▸ **Work request 1**: Write out, word for word, the stretch from "Father Griffin had" through "new reconciliation rite." in the St. Andrew's parish passage below.
▸ **Work request 2**: Extend the passage below about Father Bert Griffin at St. Andrew's with the next part, starting after its last sentence.

======== Excerpt to read ========

During the 1970s, the congregation grew beyond the parish boundaries to become a metropolitan parish, drawing members from Lake Oswego, Milwaukie, Beaverton, and as far away as Amboy, Washington to hear St. Andrew’s new pastor preach. Father Bert Griffin’s constant refrain, “God loves each and every one of us: absolutely, unconditionally, and irrevocably” drew people from many backgrounds to gather together and to celebrate their faith.
Father Griffin had recently returned from Rome , where he had earned a doctorate in Canon Law during the years of the Second Vatican Council. A man of enormous intellect, warm wit, moving eloquence, and profound faith, he attracted many people seeking a community based on love and justice. Inspired by the changes of Vatican II, Father Griffin encouraged women communion servers, guitar music, a gospel choir, and liturgical drama and dance. He introduced communion in the hand and the new reconciliation rite.

======== Supplied material ========

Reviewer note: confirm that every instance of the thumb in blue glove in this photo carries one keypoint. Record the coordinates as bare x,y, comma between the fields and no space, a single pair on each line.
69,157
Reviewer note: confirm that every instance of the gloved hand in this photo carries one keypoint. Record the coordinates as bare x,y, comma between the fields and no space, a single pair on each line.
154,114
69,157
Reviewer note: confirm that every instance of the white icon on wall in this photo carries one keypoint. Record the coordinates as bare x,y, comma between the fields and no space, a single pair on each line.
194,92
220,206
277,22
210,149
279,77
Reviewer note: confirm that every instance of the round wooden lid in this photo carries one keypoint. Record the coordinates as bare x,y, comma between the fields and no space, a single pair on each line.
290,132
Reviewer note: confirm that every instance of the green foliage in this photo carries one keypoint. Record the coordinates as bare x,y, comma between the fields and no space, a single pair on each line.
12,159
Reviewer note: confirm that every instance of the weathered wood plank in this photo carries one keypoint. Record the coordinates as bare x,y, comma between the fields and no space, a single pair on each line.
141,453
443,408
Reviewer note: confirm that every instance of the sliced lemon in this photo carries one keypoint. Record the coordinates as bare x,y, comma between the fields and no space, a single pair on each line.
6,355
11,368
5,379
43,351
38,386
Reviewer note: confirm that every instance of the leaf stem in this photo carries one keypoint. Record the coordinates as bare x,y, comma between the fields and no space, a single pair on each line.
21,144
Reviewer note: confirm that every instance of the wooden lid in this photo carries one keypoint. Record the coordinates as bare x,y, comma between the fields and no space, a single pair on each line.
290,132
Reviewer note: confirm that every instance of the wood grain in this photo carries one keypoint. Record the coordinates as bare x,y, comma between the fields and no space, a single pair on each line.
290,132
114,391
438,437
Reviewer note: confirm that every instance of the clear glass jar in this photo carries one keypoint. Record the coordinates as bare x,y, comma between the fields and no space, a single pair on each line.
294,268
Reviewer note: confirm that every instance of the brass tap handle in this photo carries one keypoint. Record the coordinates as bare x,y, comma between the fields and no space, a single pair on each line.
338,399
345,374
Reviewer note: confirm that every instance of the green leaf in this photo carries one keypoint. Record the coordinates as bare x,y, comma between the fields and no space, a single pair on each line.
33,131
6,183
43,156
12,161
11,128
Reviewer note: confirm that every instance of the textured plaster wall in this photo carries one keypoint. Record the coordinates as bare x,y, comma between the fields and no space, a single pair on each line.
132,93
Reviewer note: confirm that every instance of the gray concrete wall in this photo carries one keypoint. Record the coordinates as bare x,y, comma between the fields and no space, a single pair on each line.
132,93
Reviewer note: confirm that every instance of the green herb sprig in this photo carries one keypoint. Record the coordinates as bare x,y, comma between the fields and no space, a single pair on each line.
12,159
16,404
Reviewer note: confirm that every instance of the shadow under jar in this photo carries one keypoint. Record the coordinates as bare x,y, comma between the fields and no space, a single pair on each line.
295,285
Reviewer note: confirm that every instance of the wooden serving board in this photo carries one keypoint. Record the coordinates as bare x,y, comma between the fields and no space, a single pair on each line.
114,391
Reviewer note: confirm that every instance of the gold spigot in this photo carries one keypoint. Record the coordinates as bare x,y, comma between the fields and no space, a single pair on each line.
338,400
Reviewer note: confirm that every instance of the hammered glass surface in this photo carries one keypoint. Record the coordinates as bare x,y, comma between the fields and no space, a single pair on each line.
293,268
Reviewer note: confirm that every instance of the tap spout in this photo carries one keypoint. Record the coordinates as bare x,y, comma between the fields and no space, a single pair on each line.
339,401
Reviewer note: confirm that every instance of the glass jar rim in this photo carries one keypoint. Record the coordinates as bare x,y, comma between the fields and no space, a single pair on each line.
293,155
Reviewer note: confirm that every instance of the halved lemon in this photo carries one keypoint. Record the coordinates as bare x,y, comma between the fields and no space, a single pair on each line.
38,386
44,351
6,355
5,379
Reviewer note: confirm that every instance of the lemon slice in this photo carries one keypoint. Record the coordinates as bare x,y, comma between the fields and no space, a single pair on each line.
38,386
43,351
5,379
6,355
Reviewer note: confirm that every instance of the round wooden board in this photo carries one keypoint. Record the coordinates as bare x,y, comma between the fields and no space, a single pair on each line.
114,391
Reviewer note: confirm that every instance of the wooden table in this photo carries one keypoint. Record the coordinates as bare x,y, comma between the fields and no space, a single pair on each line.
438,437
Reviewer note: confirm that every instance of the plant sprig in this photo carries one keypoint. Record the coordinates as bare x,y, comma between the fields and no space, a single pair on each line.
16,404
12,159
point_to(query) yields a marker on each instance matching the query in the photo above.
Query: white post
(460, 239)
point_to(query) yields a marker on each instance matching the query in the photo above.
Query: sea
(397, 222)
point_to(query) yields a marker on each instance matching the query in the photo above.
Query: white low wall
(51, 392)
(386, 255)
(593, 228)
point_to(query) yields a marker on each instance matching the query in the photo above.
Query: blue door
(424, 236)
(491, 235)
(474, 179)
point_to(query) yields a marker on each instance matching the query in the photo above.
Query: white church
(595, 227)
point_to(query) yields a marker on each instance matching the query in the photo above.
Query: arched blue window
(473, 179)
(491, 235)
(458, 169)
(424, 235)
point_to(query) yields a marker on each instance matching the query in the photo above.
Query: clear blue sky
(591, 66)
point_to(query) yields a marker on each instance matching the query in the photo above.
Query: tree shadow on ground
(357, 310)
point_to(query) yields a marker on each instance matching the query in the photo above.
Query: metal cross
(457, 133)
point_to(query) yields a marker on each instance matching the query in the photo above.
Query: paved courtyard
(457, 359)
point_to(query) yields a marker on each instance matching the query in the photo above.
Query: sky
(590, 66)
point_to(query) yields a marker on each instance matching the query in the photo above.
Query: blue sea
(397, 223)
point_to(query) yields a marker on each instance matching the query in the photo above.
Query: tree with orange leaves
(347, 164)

========

▸ **Response 1**:
Father Griffin had recently returned from Rome , where he had earned a doctorate in Canon Law during the years of the Second Vatican Council. A man of enormous intellect, warm wit, moving eloquence, and profound faith, he attracted many people seeking a community based on love and justice. Inspired by the changes of Vatican II, Father Griffin encouraged women communion servers, guitar music, a gospel choir, and liturgical drama and dance. He introduced communion in the hand and the new reconciliation rite.

▸ **Response 2**:
Father Griffin initiated and encouraged a number of St. Andrew traditions: the celebration of Passover Seder, adult education classes, an annual parish retreat, and the Hand-In-Hand Festival. He helped establish the parish council as the policy-setting body and annually, published the parish budget.
Commitment to Social Justice
During this period, dedicated parishioners expanded St. Andrew’s commitment to social justice through the St. Vincent de Paul Conference (Emergency Services and St. Andrew’s Clothes Closet), the Health Help Center (later absorbed into Multnomah County ’s health agency), Mental Health Help, the Community Center, and the St. Andrew Legal Clinic. Father Griffin joined the Albina Ministerial Alliance and was a founding member of two social justice organizations: Oregon Fair Share (now Oregon Action) and the church-based Portland Organizing Project.
With its many social service connections, St. Andrew became an urban volunteer destination for programs like the Holy Cross Associates and the Jesuit Volunteer Corps. We are blessed that many of the young people who served in that capacity have returned to stay and raise families.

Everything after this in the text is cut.